Contour labeling items
╔══
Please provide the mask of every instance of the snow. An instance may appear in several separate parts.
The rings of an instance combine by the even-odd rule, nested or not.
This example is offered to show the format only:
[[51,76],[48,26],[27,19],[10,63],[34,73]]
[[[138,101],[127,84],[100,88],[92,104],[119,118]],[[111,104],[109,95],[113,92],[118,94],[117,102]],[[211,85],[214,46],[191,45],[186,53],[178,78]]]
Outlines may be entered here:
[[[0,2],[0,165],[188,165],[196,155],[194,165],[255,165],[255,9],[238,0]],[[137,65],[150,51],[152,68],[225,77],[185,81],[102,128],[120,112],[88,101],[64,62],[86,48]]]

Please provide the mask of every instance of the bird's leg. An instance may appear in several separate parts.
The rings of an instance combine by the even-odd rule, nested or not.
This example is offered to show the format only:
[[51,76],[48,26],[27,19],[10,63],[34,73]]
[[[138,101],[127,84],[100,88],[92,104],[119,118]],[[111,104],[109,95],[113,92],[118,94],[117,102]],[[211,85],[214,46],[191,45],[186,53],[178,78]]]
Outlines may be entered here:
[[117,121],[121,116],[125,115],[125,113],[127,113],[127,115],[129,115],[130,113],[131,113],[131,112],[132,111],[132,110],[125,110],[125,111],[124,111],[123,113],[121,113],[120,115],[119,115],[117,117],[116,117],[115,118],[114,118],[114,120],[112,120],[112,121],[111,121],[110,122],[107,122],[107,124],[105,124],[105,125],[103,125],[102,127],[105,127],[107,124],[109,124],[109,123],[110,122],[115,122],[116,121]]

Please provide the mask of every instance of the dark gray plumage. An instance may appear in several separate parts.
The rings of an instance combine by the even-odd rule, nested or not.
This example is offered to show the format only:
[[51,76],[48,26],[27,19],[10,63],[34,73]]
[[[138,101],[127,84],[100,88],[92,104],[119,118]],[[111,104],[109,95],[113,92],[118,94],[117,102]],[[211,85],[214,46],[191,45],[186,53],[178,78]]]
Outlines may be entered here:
╚══
> Exercise prompt:
Every entry should be printed again exactly as it stands.

> Finished answer:
Please provide the mask of every instance of the snow. An instance may appear in several separate parts.
The rings of an instance combine by the even-odd rule, nested or not.
This example is offered to show the format only:
[[51,76],[48,26],[27,19],[10,63],[34,73]]
[[[138,101],[127,84],[100,88],[92,104],[119,118]],[[111,104],[109,95],[113,92],[118,94],[117,102]],[[211,85],[214,46],[191,45],[186,53],[178,78]]]
Outlines may be entered here:
[[[0,2],[0,165],[188,165],[196,155],[194,165],[255,165],[255,9],[238,0]],[[137,65],[150,51],[152,68],[225,77],[185,81],[102,128],[120,112],[88,101],[64,62],[86,48]]]

Please provide the mask of every instance of the bird's leg. An instance may appear in several separate parts.
The rings of an instance combine by the even-odd rule, nested or not.
This example is offered to show the format only:
[[51,76],[48,26],[27,19],[10,63],[34,73]]
[[[138,101],[127,84],[100,88],[92,104],[119,118]],[[111,104],[109,95],[113,92],[118,94],[117,102]],[[211,85],[214,46],[191,45],[186,53],[178,78]]]
Outlines may be entered here:
[[117,121],[121,116],[125,115],[125,113],[127,113],[127,115],[129,115],[130,113],[131,113],[131,112],[132,111],[132,110],[125,110],[125,111],[124,111],[123,113],[121,113],[120,115],[119,115],[117,117],[116,117],[115,118],[114,118],[114,120],[112,120],[112,121],[111,121],[110,122],[107,122],[107,124],[105,124],[105,125],[103,125],[102,127],[105,127],[107,124],[109,124],[109,123],[110,122],[115,122],[116,121]]

Please provide the mask of every instance of the dark gray plumage. An instance may appear in several separate parts.
The rings of an instance combine by the even-odd rule, nested or not.
This example is offered to show the format only:
[[51,76],[48,26],[27,19],[10,63],[34,73]]
[[[138,101],[127,84],[100,88],[92,104],[119,118]],[[111,104],[109,95],[113,92],[118,94],[117,102]],[[211,85],[214,46],[191,45],[186,53],[178,78]]]
Outlines may be entered here:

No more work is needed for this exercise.